* start Recorded information *

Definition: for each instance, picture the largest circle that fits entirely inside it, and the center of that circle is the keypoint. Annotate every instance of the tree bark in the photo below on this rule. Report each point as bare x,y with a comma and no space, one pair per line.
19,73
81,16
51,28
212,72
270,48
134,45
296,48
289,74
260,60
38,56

* end Recorded information *

## Goal of the exercise
Output every row above unchanged and in the same order.

## Correct response
Definition: for each instance, picture the largest circle that fits entirely inside it, and the center of that circle is the keypoint. Annotate every instance of the tree bark in the photo below on this rule. Report each point as bare x,y with a comma and no space, one pair per line.
19,73
81,16
51,28
212,72
270,48
134,45
296,48
289,74
260,60
38,56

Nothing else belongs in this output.